> _The task_: The answer is to be the lines below that lie between the line holding "Category: the window sill" and the line holding "pixel 123 109", inclusive, transcribed exactly and free of pictures.

[[ Supplied records, beginning ]]

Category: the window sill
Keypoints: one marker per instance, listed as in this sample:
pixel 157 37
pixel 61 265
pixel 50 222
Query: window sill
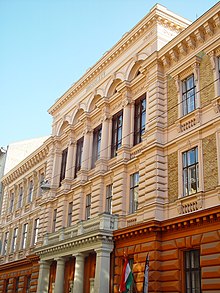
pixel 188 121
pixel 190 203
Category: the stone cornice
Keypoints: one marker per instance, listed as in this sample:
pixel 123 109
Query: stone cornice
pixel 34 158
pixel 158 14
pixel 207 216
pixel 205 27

[[ Supplied records, end ]]
[[ Supplied records, beginning ]]

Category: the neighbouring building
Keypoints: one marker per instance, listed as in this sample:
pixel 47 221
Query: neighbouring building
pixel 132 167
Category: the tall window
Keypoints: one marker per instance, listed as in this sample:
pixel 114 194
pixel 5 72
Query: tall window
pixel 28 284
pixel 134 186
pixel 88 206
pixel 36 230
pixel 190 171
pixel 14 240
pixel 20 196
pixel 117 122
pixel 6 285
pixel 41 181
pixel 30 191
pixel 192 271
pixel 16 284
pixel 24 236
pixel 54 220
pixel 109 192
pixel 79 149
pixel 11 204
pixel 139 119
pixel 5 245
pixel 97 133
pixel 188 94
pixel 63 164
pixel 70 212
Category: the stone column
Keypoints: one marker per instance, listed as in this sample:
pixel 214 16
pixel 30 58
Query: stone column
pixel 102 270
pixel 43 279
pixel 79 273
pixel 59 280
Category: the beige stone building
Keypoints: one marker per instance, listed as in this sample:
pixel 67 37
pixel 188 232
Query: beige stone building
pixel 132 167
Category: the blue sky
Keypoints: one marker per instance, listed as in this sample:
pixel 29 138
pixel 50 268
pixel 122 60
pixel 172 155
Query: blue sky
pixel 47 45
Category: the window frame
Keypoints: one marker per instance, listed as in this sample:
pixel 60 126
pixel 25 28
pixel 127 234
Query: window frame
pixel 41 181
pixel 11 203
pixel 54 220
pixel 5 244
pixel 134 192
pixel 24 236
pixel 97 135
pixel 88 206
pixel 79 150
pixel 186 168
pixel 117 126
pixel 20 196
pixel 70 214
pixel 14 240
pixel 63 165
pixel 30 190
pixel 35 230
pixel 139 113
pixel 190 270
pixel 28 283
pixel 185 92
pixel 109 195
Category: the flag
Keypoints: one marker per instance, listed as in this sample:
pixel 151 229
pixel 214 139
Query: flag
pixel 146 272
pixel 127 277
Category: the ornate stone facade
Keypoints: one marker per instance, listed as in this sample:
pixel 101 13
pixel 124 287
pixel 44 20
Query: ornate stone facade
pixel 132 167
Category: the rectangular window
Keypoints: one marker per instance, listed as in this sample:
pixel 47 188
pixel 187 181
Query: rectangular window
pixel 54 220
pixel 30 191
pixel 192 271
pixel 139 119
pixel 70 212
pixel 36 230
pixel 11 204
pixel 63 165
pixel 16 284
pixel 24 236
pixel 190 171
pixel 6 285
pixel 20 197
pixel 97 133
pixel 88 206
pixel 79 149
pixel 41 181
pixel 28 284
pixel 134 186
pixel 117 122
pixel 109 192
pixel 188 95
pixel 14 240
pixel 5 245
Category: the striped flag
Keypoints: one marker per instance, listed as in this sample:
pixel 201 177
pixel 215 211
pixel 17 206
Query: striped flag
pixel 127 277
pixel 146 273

[[ Supplied records, end ]]

> _Task result_:
Category: the window sill
Keypoints: one marker per instance, listed as in this sample:
pixel 157 37
pixel 61 265
pixel 50 222
Query: window sill
pixel 188 121
pixel 190 203
Category: the stone cornice
Keypoints: one marker per instance, listed as in this sample:
pixel 123 109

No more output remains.